### [Work to do]
Revise the passage of the scenarios text that begins with the words "Scenario 4: Politics" and ends with "chaotic political environment.", writing it out again with "nation states" replaced by "sovereign states".

---- Source text

IC says: Abandon hope!
Sunday, December 20, 2009 at 11:34PM
Thomas P.M. Barnett

PAPER: QICR Scenarios: Alternative Futures the IC Could Face, Office of the Director of National Intelligence, January 2009

Key excerpts:

Scenario 1: A World Without the West
In 2025, the Shanghai Cooperation Organization (SCO) expands to include Russia, China, India, and Iran, creating a fragile new coalition. Antagonism toward Western protectionism and complementary interests drives this coalition. Although the U.S. and its European allies remain an important counterweight, the world focuses on the dynamic of this new coalition, hence a "World Without the West." Framing their cooperation as a new counterbalance to "Washington Consensus" economics and American military preeminence, these countries leverage their vast energy reserves, huge populations, and high level of technological development to challenge U.S. economic, military, and technological supremacy.

Scenario 2: BRIC's Bust Up
In 2025, a series of energy and resource shortages, particularly acute in Asia, disrupt what had promised to be a steady period of growth led by the BRIC countries. Governments around the world take a zero-sum attitude to international affairs and retreat from trade commitments, adopting mercantilist economic growth slows as states champion domestic technology initiatives and national conglomerates. These actions constrain the flow of goods, capital, and information across borders. Intense energy competition and transient shifting alliances lead to a rise in local skirmishes and an escalating threat of interstate war. This lack of international cohesion allows nuclear weapons to proliferate in Asia and the Middle East, leading to a precarious balance of mutually deterrent powers that in some ways resembles a 21st-century replay of the years before 1914.

Scenario 3: October Surprise
In the 2025 world called October Surprise, governments and global elites pursue short-term economic gain above all else. Their aggressive focus on growth, efficient markets, and robust trade eventually causes financial volatility as a result of poorly organized, uncoordinated responses to crises in global health, environmental change, and other international issues. The global economic system appears robust and successfully promotes prosperity, but this type of globalization also has a dark side: trafficking of illicit goods, human rights violations, and a widening gap between rich and poor. Health and environmental disasters--some sudden and others slow-burning--frequently overwhelm domestic agencies, which are increasingly understaffed. Climate change becomes an acute concern, exacerbating resource scarcities and damaging coastal urban centers. One such climate disaster, a hurricane striking Manhattan with little warning (the "October Surprise") during a major world conference, demonstrates the danger posed by this world.

Scenario 4: Politics Is Not Always Local
By 2025 a subtle but unmistakable power shift has enabled identity-centric groups to gradually supplant the authority of traditional nation states. The rapid diffusion of mobile phones and internet connectivity enables much of the world's population to join networks that transcend national borders, giving voice to latent desires for affiliation based on religion, ethnicity, class, ideology, and other elements of self definition. National leaders frequently find their authority challenged in a variety of indirect ways: megacities forge their own policies and partnerships, a multitude of social and political movements lobby for change, and ideologically motivated groups cause violent disruptions. Peace and prosperity are far from universal as a rapidly changing cast of these non-state a chaotic political environment.

--------
---- Provided data

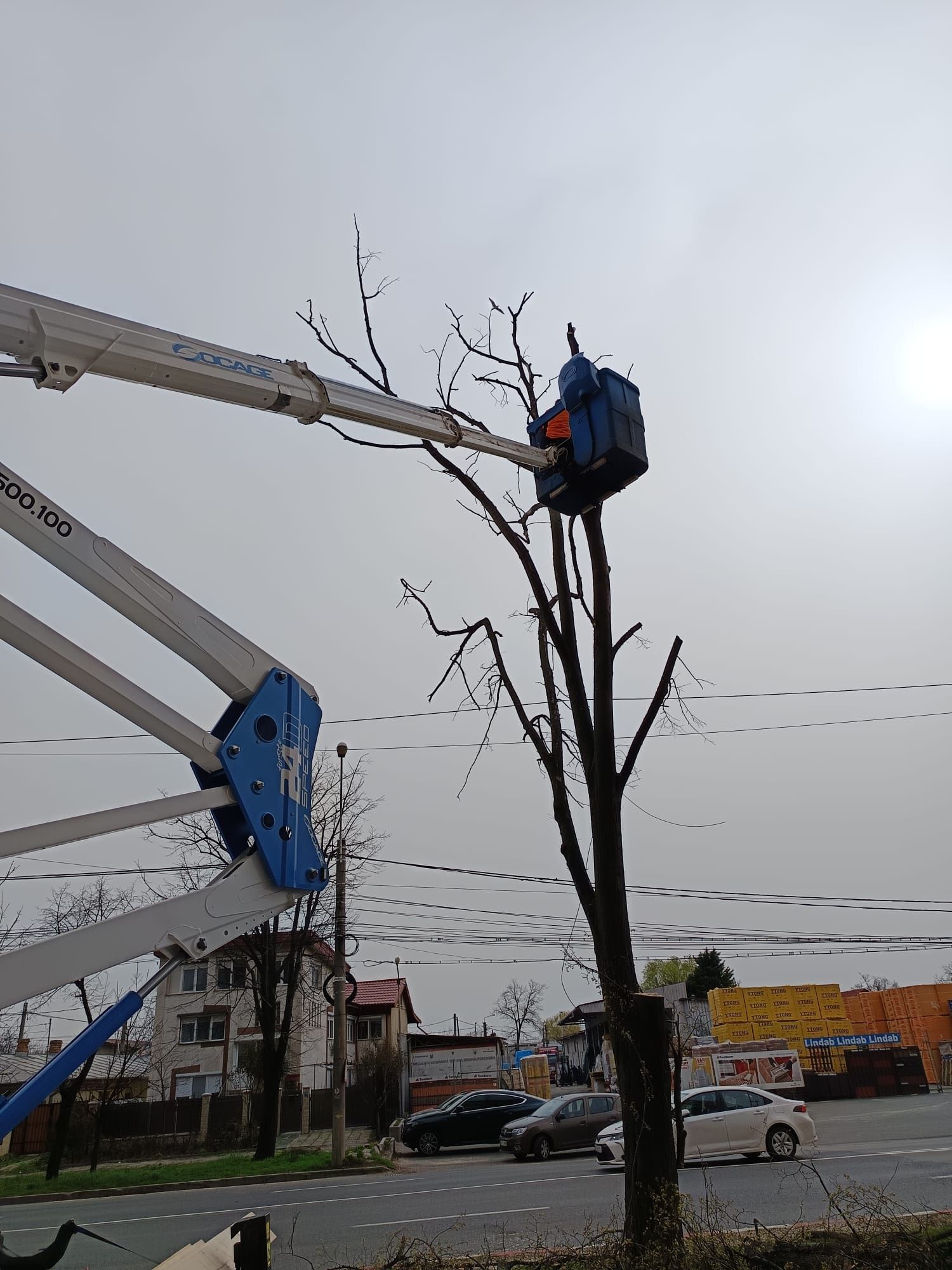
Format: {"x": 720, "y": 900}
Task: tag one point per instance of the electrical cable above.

--------

### [Answer to this task]
Scenario 4: Politics Is Not Always Local
By 2025 a subtle but unmistakable power shift has enabled identity-centric groups to gradually supplant the authority of traditional sovereign states. The rapid diffusion of mobile phones and internet connectivity enables much of the world's population to join networks that transcend national borders, giving voice to latent desires for affiliation based on religion, ethnicity, class, ideology, and other elements of self definition. National leaders frequently find their authority challenged in a variety of indirect ways: megacities forge their own policies and partnerships, a multitude of social and political movements lobby for change, and ideologically motivated groups cause violent disruptions. Peace and prosperity are far from universal as a rapidly changing cast of these non-state a chaotic political environment.